(Data excerpts)
-=-=-

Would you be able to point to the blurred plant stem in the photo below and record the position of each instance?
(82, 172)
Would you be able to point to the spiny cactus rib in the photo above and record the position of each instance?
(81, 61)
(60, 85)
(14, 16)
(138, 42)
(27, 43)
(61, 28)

-=-=-

Your answer should consist only of the lines from the one with "Would you be able to point to the spiny" through the last line of the entries above, retyped exactly.

Would you be able to point to the spiny cactus rib in the photo above and record the position of each instance?
(81, 61)
(60, 85)
(14, 16)
(138, 42)
(27, 43)
(61, 28)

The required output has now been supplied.